● WRITTEN REQUEST 1
Echo all of the point-labeling rows below word for word, from the first "flower center" row through the final "green grass" row.

● ARTICLE
Fairfield’s prominence brought many important visitors to town, including President George Washington, who recorded his October 16, 1789 visit in his journal. The newly inaugurated president of the United States likely spent the night at Samuel Penfield’s Sun Tavern on his tour surveying damage from the Revolutionary War. The destruction from the 1779 burning was so widespread that it was still evident ten years later when Washington wrote: “The destructive evidences of British cruelty are yet visible both in Norwalk and Fairfield, as there are chimneys of many burnt houses standing in them yet.”

Sun Tavern was among a handful of taverns in town that were newly built at that time, replacing structures that had been destroyed by the British. At the time, it took two days to travel from New York to Fairfield by carriage on the Boston Post Road, so travelers needed a place to stay overnight and refresh their horses. The Sun Tavern was a lively establishment where Samuel Penfield provided much needed food, drink and lodging. Sun Tavern was also a popular meeting place for lawyers and judges attending court next door. Local farmers and sea captains, along with mill and shop owners would have enjoyed a beer or cider and a plate of oysters here as well.

The Sun Tavern closed its doors by 1818. Over the next 160 years the building became a private residence to pastors of First Congregational Church, New York City businessmen and a stage actor and his family, who used it primarily as a summer getaway. By the 1970s, the structure had fallen into disrepair.

Putnam Elms

Putnam Elms

In April 1775 17-year-old Daniel Putnam followed his father from farm field to war, serving as Major General Israel Putnam’s principal aide. In 1790 he purchased this farm and named it Putnam Elms, after the many trees he planted.

Putnam Elms is owned by the Colonel Daniel Putnam Association, and is open to the public.

Strong-Porter House

Strong-Porter House

Farms such as this one were essential to the supply lines that fed and clothed Connecticut’s Revolutionary soldiers. Behind the house once stood a two-story barn that housed livestock one level, and feed and equipment on the other.

● SUPPLIED DATA

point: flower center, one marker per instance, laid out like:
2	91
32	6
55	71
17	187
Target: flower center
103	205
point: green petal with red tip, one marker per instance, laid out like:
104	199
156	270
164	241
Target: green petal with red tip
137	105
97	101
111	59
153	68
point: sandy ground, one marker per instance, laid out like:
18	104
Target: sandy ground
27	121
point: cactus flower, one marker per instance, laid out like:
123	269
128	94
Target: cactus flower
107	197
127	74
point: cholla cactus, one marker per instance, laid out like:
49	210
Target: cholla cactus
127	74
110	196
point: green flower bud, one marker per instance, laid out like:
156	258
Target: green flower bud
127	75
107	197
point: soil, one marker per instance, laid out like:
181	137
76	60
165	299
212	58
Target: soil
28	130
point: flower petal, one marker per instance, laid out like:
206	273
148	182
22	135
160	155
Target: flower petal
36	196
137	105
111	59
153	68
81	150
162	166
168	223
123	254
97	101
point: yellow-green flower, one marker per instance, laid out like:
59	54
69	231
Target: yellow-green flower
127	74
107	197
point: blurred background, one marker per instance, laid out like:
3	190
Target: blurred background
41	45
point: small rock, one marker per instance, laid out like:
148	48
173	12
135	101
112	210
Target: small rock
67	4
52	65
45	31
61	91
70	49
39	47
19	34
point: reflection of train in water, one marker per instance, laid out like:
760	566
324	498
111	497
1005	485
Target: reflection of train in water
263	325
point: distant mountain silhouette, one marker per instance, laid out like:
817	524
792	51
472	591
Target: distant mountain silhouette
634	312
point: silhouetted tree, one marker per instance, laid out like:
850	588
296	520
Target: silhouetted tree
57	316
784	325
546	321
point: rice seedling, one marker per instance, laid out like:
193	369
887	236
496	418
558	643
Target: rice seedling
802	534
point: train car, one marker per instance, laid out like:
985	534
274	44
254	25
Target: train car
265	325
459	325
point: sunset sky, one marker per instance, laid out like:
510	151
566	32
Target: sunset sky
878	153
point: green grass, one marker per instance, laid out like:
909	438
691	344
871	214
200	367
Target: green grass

● WRITTEN REQUEST 2
Condense the paragraph of the article above that begins "Sun Tavern was among a handful" into a short bulleted list of its main facts.

● FINISHED ANSWER 1
point: flower center, one marker per instance, laid out like:
2	91
32	6
55	71
17	187
Target: flower center
103	205
point: green petal with red tip, one marker per instance, laid out like:
104	199
156	270
164	241
Target: green petal with red tip
137	105
97	101
111	59
153	68
point: sandy ground, one marker per instance, laid out like:
18	104
Target: sandy ground
27	121
point: cactus flower, one marker per instance, laid out like:
123	269
128	94
Target: cactus flower
107	197
127	74
point: cholla cactus, one marker per instance, laid out like:
49	210
Target: cholla cactus
127	74
110	196
point: green flower bud, one marker per instance, laid out like:
156	258
Target: green flower bud
127	75
107	197
point: soil, one marker per instance, laid out like:
181	137
76	60
165	299
212	58
Target: soil
28	130
point: flower petal, one marker per instance, laid out like:
206	273
148	182
22	135
160	155
Target: flower petal
36	196
137	105
111	59
153	68
81	150
162	166
168	223
123	254
97	101
point: yellow-green flower, one marker per instance, laid out like:
59	54
69	231
Target: yellow-green flower
127	74
107	197
point: blurred background, one marker per instance, laid out like:
3	190
Target: blurred background
41	45
point: small rock, one marker per instance, laid out like:
148	48
173	12
135	101
112	210
Target: small rock
67	4
52	65
45	31
61	91
70	49
39	47
19	34
point: reflection of train in water, one marker per instance, laid out like:
760	566
324	498
111	497
1005	485
Target: reflection of train in water
263	325
point: distant mountain silhouette, one marker per instance, laid out like:
817	524
792	51
472	591
Target: distant mountain silhouette
634	312
point: silhouetted tree, one marker per instance, laid out like:
850	588
296	520
Target: silhouetted tree
57	316
784	325
546	321
point: rice seedling, one marker per instance, laid out like:
193	369
887	236
496	418
558	643
Target: rice seedling
802	534
point: train car, one marker per instance, laid out like:
985	534
274	44
254	25
Target: train car
265	325
459	325
point: sunset sky, one marker per instance, laid out like:
510	151
566	32
Target: sunset sky
878	153
point: green grass, one marker per instance, laid out like:
909	438
691	344
871	214
200	367
Target: green grass

● FINISHED ANSWER 2
- Sun Tavern was one of a handful of newly built taverns in town. They replaced structures the British had destroyed.
- A carriage trip from New York to Fairfield on the Boston Post Road took two days. Travelers needed a place to stay overnight and refresh their horses.
- Samuel Penfield ran the tavern as a lively establishment offering food, drink and lodging.
- Lawyers and judges attending court next door often met there.
- Local farmers, sea captains, and mill and shop owners would also have enjoyed beer or cider and oysters there.